[Records]
--------

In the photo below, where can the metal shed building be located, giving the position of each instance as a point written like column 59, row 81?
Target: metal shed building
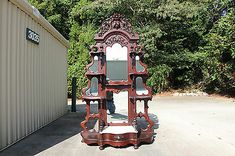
column 33, row 71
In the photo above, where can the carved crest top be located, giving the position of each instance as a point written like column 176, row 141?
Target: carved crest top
column 116, row 22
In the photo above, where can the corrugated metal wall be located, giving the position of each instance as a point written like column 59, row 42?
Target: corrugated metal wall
column 33, row 80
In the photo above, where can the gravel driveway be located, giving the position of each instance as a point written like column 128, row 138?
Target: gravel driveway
column 185, row 126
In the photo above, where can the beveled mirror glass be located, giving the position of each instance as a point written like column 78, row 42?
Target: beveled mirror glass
column 117, row 65
column 139, row 67
column 93, row 90
column 140, row 89
column 94, row 66
column 118, row 113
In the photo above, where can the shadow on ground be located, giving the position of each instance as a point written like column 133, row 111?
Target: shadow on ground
column 56, row 132
column 52, row 134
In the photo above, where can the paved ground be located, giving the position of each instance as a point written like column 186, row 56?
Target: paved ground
column 188, row 126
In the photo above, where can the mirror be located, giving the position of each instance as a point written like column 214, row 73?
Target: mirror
column 94, row 67
column 140, row 89
column 119, row 112
column 139, row 67
column 117, row 66
column 93, row 90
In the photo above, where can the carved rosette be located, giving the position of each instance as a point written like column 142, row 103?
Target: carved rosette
column 116, row 21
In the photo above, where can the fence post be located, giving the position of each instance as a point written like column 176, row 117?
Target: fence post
column 73, row 106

--------

== Problem requirements ==
Rewrite all of the records above, replacing every "photo" with "image" and changing nothing else. Leave the pictures out.

== Answer for the task ==
In the image below, where can the metal shed building be located, giving the position of each instance as a point written like column 59, row 81?
Target: metal shed building
column 33, row 71
In the image above, where can the carved crest top be located, giving the position of each instance as a point written like column 176, row 141?
Target: carved crest top
column 116, row 22
In the image above, where can the corrugated metal wall be located, giving the position of each instance as a point written like column 59, row 42?
Target: corrugated metal wall
column 33, row 80
In the image above, where can the gravel driveway be located, giving the position of each instance as a point written like column 128, row 138?
Target: gravel driveway
column 185, row 126
In the image above, where can the beveled mirror glass be located, giving the position of each instance as a point written like column 78, row 42?
Target: beveled mirror glass
column 117, row 65
column 139, row 67
column 93, row 90
column 140, row 89
column 94, row 66
column 118, row 113
In the image above, where can the shadow on ground be located, giving the position of each instance as a point written like column 133, row 111?
Target: shadow on ground
column 56, row 132
column 52, row 134
In the image above, where can the paved ground be located, giving the position of each instance as a point written like column 186, row 56?
Target: paved ground
column 188, row 126
In the image above, where can the mirror be located, giving the position of each instance as a point written like column 214, row 73?
Target: mirror
column 94, row 67
column 140, row 89
column 119, row 112
column 139, row 67
column 117, row 66
column 93, row 90
In the image above, where can the carved rosette be located, giving the position of each instance as a point written like column 142, row 103?
Target: carved rosette
column 116, row 21
In the image above, where can the fence post be located, giving the position of each instance as a point written like column 176, row 117?
Target: fence post
column 73, row 106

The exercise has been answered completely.